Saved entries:
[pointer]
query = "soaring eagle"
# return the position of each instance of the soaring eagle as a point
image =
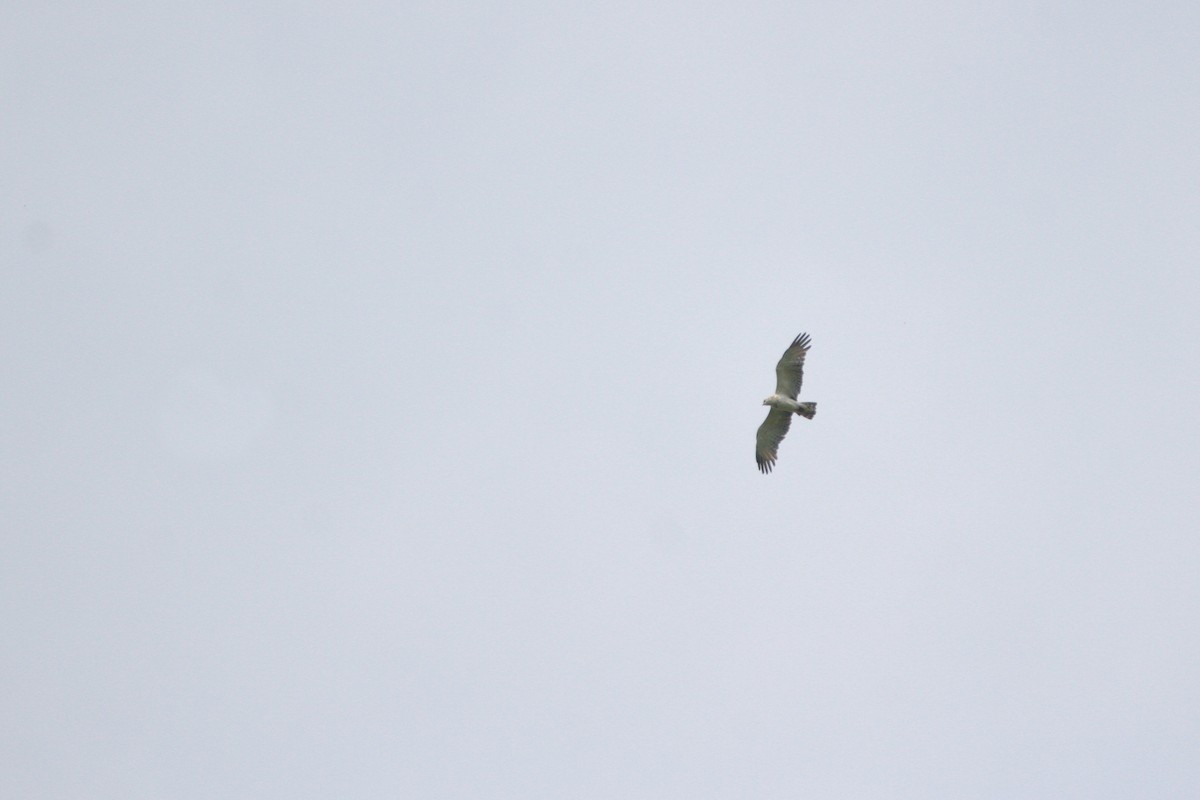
(789, 377)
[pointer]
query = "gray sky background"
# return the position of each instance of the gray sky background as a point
(379, 385)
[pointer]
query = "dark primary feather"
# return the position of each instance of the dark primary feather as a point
(771, 433)
(790, 370)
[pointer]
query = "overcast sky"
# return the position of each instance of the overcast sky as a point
(379, 386)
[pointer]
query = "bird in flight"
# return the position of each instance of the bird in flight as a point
(789, 377)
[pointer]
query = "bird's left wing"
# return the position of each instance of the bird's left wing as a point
(790, 370)
(771, 433)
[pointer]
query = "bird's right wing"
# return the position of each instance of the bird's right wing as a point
(771, 433)
(790, 370)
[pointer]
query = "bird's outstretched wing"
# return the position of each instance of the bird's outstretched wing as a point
(771, 433)
(790, 370)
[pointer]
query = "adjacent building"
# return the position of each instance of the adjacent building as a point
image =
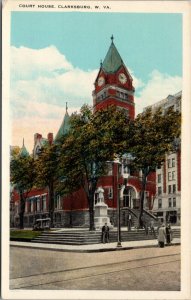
(113, 86)
(167, 202)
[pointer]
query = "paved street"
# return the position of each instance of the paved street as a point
(146, 269)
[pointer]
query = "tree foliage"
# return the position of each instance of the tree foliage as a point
(46, 166)
(23, 176)
(152, 136)
(94, 139)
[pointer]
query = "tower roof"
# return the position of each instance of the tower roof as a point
(23, 151)
(113, 60)
(65, 126)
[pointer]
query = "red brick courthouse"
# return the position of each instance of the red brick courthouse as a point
(113, 86)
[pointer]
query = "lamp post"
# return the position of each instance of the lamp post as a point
(118, 212)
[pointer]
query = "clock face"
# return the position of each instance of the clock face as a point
(101, 81)
(122, 78)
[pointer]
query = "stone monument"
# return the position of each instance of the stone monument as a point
(100, 217)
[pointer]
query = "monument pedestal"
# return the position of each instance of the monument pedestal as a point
(101, 217)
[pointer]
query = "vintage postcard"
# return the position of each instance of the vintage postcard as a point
(96, 112)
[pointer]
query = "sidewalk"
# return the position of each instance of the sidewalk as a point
(93, 247)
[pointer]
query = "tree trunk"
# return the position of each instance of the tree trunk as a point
(144, 181)
(51, 203)
(22, 211)
(91, 213)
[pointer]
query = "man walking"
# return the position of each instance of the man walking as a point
(152, 228)
(161, 236)
(105, 234)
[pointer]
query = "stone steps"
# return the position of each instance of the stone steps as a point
(88, 237)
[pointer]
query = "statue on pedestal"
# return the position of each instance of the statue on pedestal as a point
(101, 208)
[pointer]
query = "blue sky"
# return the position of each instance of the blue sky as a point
(55, 58)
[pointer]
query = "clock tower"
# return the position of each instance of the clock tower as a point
(113, 85)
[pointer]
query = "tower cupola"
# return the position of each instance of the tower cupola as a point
(114, 84)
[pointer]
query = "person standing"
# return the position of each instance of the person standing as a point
(168, 234)
(161, 236)
(129, 222)
(152, 228)
(105, 234)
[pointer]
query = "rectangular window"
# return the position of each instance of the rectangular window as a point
(159, 178)
(26, 206)
(173, 175)
(173, 162)
(44, 202)
(169, 189)
(159, 190)
(159, 203)
(58, 202)
(169, 176)
(32, 205)
(125, 169)
(119, 169)
(110, 193)
(169, 163)
(110, 169)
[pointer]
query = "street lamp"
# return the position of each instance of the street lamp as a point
(118, 211)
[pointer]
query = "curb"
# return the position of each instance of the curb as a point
(92, 250)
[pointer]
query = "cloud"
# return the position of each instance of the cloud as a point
(43, 80)
(45, 76)
(158, 87)
(29, 63)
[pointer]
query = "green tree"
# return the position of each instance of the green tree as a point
(23, 176)
(46, 166)
(152, 137)
(94, 139)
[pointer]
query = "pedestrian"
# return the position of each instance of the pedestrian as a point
(152, 228)
(105, 234)
(168, 234)
(129, 222)
(161, 236)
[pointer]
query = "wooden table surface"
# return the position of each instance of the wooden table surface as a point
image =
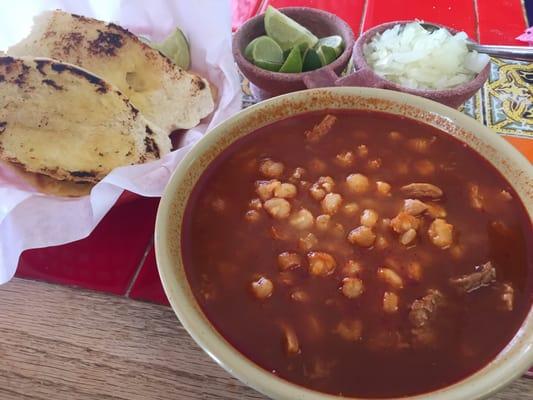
(62, 343)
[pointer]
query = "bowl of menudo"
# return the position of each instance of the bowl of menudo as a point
(356, 243)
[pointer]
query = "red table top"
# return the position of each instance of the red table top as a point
(118, 257)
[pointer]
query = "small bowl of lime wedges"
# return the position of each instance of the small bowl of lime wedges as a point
(279, 51)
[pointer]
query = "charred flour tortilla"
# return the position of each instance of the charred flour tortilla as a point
(47, 185)
(64, 122)
(167, 95)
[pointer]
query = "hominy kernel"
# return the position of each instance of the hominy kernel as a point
(369, 218)
(362, 236)
(262, 288)
(383, 188)
(271, 168)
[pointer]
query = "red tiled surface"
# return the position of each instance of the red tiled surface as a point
(349, 10)
(147, 285)
(243, 10)
(108, 259)
(500, 21)
(458, 14)
(104, 261)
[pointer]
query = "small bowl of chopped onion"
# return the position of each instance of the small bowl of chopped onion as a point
(406, 57)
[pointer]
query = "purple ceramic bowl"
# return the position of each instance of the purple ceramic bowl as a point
(365, 76)
(321, 23)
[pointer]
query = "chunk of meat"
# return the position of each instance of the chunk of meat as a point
(352, 287)
(420, 190)
(317, 166)
(290, 340)
(362, 236)
(321, 129)
(482, 276)
(321, 263)
(302, 219)
(307, 242)
(288, 260)
(475, 196)
(331, 203)
(320, 188)
(362, 150)
(383, 188)
(351, 268)
(369, 217)
(404, 222)
(265, 189)
(271, 169)
(278, 208)
(286, 191)
(507, 297)
(252, 216)
(390, 277)
(423, 310)
(262, 288)
(357, 183)
(350, 329)
(441, 233)
(414, 206)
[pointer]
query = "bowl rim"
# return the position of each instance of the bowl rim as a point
(359, 61)
(340, 61)
(481, 384)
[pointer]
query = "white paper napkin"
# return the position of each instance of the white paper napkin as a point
(33, 220)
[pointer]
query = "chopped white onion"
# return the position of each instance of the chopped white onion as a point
(415, 58)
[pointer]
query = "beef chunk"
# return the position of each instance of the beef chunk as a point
(423, 310)
(483, 275)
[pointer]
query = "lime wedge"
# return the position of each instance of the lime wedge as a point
(266, 49)
(250, 47)
(335, 42)
(293, 63)
(326, 54)
(268, 65)
(175, 47)
(286, 31)
(311, 60)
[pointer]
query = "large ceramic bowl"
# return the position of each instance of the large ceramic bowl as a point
(517, 356)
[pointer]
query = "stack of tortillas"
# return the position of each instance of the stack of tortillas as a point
(79, 97)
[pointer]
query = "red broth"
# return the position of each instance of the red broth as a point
(399, 316)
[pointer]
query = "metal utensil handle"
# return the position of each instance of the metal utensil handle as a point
(521, 53)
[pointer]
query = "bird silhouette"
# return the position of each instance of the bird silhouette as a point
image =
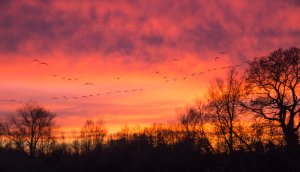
(43, 63)
(35, 60)
(223, 52)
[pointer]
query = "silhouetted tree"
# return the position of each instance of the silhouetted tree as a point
(273, 89)
(31, 129)
(224, 97)
(194, 134)
(92, 135)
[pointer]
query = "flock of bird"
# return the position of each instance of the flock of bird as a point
(165, 78)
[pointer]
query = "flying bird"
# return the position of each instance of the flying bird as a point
(35, 60)
(43, 63)
(223, 52)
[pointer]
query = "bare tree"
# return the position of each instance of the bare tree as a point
(92, 135)
(224, 97)
(193, 124)
(31, 129)
(274, 90)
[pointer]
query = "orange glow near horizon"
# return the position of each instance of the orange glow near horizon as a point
(144, 59)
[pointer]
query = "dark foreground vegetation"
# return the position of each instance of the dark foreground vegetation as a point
(250, 122)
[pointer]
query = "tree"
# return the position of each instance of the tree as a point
(273, 90)
(194, 133)
(92, 135)
(224, 97)
(31, 129)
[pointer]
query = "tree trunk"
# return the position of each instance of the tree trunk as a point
(291, 139)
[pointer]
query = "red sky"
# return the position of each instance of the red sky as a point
(100, 41)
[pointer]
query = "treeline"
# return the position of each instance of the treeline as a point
(249, 122)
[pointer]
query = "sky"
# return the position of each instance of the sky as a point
(131, 62)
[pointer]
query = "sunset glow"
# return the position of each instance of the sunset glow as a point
(130, 62)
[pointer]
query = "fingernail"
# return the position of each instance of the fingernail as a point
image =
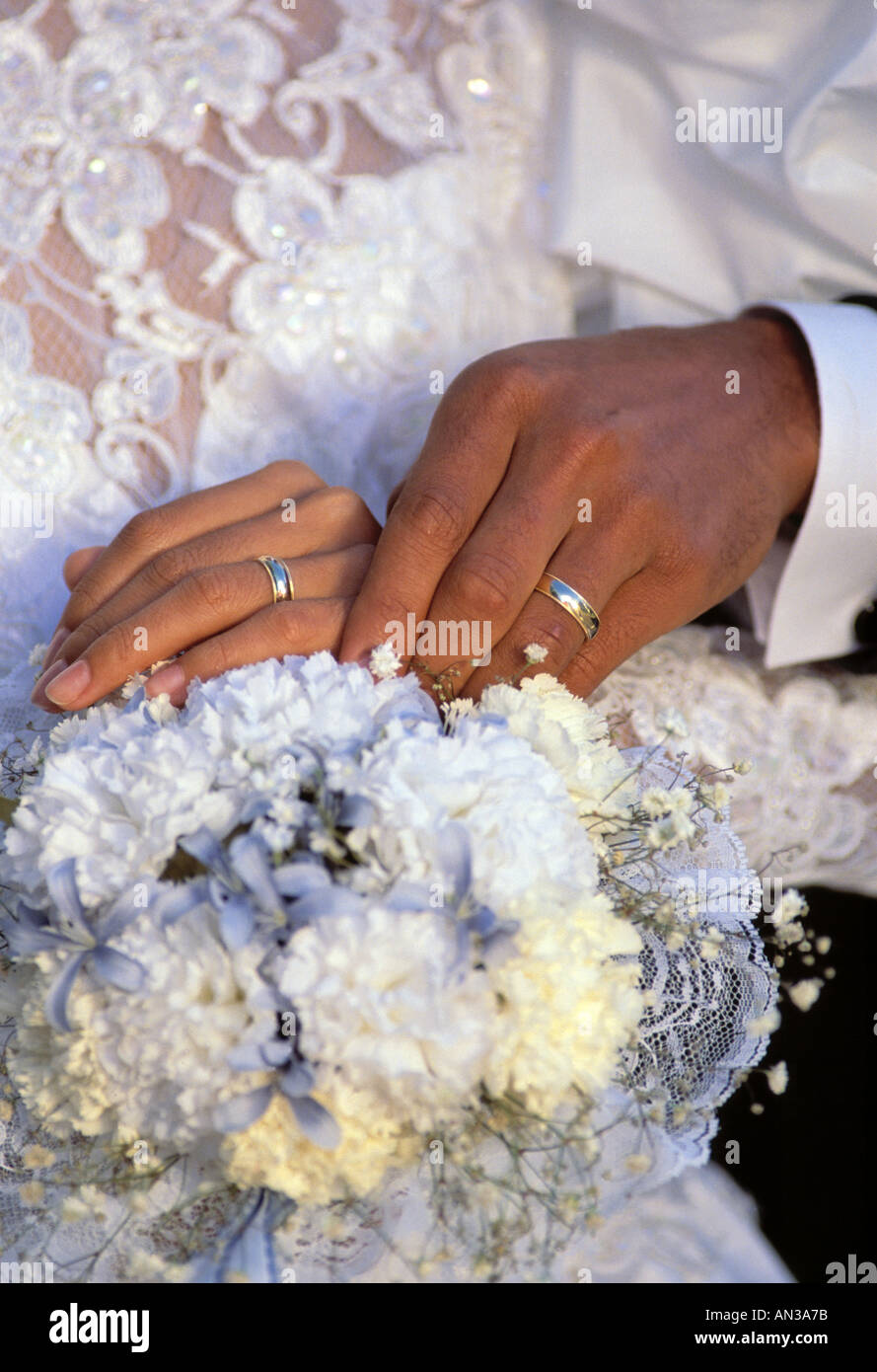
(170, 681)
(59, 637)
(71, 683)
(38, 696)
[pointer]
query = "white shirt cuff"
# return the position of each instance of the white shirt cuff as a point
(806, 594)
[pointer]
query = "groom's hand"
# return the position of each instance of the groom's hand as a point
(650, 470)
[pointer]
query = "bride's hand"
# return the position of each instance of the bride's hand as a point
(648, 470)
(183, 579)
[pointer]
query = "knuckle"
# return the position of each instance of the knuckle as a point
(170, 567)
(289, 470)
(212, 586)
(293, 623)
(503, 380)
(141, 533)
(345, 501)
(482, 580)
(118, 643)
(433, 516)
(388, 614)
(78, 608)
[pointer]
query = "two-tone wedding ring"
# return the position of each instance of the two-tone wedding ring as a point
(282, 586)
(569, 598)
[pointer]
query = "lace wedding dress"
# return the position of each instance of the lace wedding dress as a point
(232, 232)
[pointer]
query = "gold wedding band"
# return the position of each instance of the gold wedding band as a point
(574, 604)
(282, 586)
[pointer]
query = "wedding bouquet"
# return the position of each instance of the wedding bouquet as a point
(317, 962)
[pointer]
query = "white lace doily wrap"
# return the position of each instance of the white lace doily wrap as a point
(694, 1041)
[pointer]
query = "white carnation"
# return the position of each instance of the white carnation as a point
(387, 1006)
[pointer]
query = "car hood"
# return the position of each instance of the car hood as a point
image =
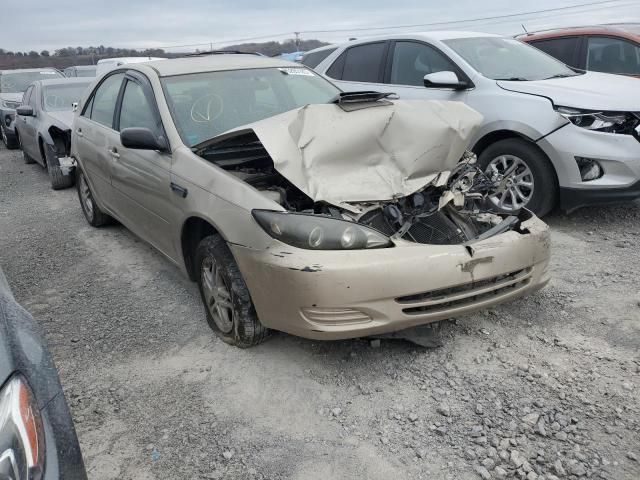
(12, 97)
(380, 152)
(590, 91)
(62, 119)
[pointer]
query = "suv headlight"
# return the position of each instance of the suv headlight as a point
(315, 232)
(21, 433)
(611, 122)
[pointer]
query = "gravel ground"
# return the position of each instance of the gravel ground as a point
(542, 388)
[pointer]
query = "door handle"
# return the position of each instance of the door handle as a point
(114, 152)
(178, 190)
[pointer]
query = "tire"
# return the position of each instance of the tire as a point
(543, 195)
(58, 179)
(95, 217)
(237, 324)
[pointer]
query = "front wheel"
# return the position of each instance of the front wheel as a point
(92, 212)
(525, 176)
(230, 311)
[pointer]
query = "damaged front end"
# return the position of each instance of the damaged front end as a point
(366, 173)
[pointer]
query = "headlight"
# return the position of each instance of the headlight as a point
(10, 104)
(314, 232)
(21, 433)
(612, 122)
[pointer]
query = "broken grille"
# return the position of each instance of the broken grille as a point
(466, 294)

- **Task description**
Please find all lines of the entries that hold the string "wooden" and copy them.

- **Solution for this task**
query = "wooden table surface"
# return the position of each instance of the wooden table surface as a point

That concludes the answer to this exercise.